* Goal: Please copy out each of the following entries word for word.

* Supplied records:
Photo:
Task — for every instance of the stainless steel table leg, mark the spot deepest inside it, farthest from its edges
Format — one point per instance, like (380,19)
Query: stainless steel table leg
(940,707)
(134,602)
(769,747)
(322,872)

* Problem solution:
Photo:
Task — for every instance of the stainless steel table leg, mark the spot deepest inside it, farthest from its edges
Format — one point per instance, like (380,19)
Query: stainless steel table leg
(940,707)
(134,602)
(769,747)
(322,872)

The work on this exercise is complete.